> _Directions_: In the lease payment terms, give the part that begins at the words "PAYMENT: You agree" and stops after "permitted by law." again, swapping "late charge" for "delinquency fee".

PAYMENT: You agree to make payment either electronically or by mail. We will provide you with an "Authorization Agreement for Electronic Payments° agreement. You authorize us to change the Lease payment by not more than 15% due to changes in the Equipment configuration, which may occur prior to our acceptance of this Lease. Restrictive endorsements on checks you send to us will not reduce your obligations to us. Whenever any Lease payment or other payment is not made when due, you agree to pay us, within one month, a late charge of the greater of ten percent (10%) of the payment or $20.00 for each delayed payment for our internal operating expenses arising as a result of each delayed payment, but only to the extent permitted by law.
LOCATION AND OWNERSHIP OF EQUIPMENT: You will keep and use the Equipment only at "the Equipment location address." You agree that the Equipment will not be removed from that address unless you get our written permission in advance to move it. You agree to pay the costs incurred by us to verify installation of the Equipment prior to commencement or during the term of the Lease. We are the owner of the Equipment and have title to the Equipment.

> _Dataset excerpts_:

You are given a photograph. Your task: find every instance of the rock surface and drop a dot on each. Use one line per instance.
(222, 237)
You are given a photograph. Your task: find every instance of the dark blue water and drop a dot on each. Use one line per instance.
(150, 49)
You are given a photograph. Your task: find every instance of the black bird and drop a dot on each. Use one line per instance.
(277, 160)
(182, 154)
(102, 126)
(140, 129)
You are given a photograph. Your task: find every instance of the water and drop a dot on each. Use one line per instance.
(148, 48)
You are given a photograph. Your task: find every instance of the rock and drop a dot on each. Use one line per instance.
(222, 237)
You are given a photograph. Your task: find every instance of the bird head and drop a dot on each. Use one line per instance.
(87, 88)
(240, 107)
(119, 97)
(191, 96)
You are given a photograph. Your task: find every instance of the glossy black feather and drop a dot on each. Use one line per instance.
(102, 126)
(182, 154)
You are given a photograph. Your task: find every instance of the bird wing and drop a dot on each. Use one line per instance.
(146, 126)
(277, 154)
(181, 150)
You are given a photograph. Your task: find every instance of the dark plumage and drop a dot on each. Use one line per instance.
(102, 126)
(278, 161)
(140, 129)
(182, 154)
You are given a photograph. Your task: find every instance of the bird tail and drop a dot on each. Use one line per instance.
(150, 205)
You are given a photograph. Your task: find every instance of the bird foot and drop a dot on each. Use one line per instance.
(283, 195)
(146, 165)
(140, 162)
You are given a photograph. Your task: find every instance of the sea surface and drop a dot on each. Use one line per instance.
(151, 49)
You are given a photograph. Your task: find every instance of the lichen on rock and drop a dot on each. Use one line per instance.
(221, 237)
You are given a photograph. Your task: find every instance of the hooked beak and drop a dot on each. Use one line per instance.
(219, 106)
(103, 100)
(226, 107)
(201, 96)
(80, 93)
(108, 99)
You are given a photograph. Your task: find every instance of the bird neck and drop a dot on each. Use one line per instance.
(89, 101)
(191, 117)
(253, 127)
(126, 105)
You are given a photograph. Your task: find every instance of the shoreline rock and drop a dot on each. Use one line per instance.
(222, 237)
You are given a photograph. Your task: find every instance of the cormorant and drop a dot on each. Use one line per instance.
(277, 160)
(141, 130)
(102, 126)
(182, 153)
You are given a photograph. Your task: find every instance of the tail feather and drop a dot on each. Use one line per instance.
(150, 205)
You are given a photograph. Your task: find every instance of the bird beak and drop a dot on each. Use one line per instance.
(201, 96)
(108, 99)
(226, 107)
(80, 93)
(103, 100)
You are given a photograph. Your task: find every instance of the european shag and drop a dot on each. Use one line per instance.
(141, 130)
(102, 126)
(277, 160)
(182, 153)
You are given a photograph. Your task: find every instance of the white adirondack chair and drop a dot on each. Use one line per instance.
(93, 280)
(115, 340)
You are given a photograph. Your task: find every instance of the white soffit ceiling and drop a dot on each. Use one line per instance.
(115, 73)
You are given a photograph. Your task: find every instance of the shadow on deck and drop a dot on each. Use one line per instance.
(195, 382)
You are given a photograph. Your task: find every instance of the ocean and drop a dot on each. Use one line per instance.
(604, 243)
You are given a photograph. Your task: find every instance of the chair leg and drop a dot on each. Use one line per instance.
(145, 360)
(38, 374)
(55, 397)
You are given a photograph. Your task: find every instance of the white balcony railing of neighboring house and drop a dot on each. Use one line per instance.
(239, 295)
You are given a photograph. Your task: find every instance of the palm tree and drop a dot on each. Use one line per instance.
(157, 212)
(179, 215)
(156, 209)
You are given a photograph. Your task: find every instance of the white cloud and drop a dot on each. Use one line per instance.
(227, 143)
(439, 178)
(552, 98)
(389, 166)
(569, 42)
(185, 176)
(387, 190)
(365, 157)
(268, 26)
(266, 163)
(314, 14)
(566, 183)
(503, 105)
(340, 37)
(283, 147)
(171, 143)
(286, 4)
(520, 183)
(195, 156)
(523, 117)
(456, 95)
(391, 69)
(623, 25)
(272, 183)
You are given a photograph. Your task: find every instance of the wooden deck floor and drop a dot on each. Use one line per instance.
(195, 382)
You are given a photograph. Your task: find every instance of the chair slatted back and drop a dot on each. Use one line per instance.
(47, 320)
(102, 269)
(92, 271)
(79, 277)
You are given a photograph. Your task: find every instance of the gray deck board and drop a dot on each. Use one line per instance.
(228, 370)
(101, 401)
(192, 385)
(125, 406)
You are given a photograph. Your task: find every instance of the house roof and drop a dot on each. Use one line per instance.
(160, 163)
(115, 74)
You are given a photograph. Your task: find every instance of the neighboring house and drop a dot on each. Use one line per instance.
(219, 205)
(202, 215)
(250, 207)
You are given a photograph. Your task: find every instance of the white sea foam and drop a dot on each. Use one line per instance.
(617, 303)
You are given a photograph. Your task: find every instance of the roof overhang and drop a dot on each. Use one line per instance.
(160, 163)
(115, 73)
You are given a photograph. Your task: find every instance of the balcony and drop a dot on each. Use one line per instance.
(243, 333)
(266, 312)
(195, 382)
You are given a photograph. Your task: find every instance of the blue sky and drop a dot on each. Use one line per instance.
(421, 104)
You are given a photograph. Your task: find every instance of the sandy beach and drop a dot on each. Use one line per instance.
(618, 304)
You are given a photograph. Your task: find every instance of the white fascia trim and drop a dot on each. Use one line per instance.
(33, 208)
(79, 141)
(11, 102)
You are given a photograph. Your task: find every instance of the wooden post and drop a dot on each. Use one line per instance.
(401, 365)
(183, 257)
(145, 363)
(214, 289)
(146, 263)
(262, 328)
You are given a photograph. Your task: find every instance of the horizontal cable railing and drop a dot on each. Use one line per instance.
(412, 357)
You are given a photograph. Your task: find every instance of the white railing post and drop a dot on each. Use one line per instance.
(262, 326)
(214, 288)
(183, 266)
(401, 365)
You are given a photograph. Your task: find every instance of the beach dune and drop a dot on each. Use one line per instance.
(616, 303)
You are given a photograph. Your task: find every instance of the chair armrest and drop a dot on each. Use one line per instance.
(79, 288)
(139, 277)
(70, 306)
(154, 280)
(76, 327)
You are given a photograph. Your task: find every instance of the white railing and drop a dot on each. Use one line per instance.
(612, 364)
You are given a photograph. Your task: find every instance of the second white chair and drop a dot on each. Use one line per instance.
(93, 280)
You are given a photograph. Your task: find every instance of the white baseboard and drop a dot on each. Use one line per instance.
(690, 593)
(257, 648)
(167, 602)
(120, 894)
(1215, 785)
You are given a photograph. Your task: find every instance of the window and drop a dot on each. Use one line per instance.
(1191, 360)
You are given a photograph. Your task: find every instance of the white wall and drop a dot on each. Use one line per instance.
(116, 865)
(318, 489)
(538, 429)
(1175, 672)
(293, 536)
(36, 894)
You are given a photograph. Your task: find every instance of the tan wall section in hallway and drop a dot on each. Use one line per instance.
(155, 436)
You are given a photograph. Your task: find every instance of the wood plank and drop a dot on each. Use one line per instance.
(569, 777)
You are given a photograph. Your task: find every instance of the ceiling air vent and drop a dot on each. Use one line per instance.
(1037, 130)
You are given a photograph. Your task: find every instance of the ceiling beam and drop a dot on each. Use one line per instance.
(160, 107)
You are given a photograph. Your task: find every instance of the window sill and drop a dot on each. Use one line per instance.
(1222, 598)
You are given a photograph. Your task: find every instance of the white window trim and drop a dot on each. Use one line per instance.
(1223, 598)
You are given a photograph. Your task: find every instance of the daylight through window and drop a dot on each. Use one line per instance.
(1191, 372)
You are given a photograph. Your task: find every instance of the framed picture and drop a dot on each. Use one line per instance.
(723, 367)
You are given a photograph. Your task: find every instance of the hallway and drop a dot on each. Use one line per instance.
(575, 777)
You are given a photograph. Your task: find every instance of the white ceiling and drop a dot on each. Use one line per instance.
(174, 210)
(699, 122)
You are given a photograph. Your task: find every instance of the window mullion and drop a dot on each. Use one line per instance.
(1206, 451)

> _Response for this exercise_:
PAYMENT: You agree to make payment either electronically or by mail. We will provide you with an "Authorization Agreement for Electronic Payments° agreement. You authorize us to change the Lease payment by not more than 15% due to changes in the Equipment configuration, which may occur prior to our acceptance of this Lease. Restrictive endorsements on checks you send to us will not reduce your obligations to us. Whenever any Lease payment or other payment is not made when due, you agree to pay us, within one month, a delinquency fee of the greater of ten percent (10%) of the payment or $20.00 for each delayed payment for our internal operating expenses arising as a result of each delayed payment, but only to the extent permitted by law.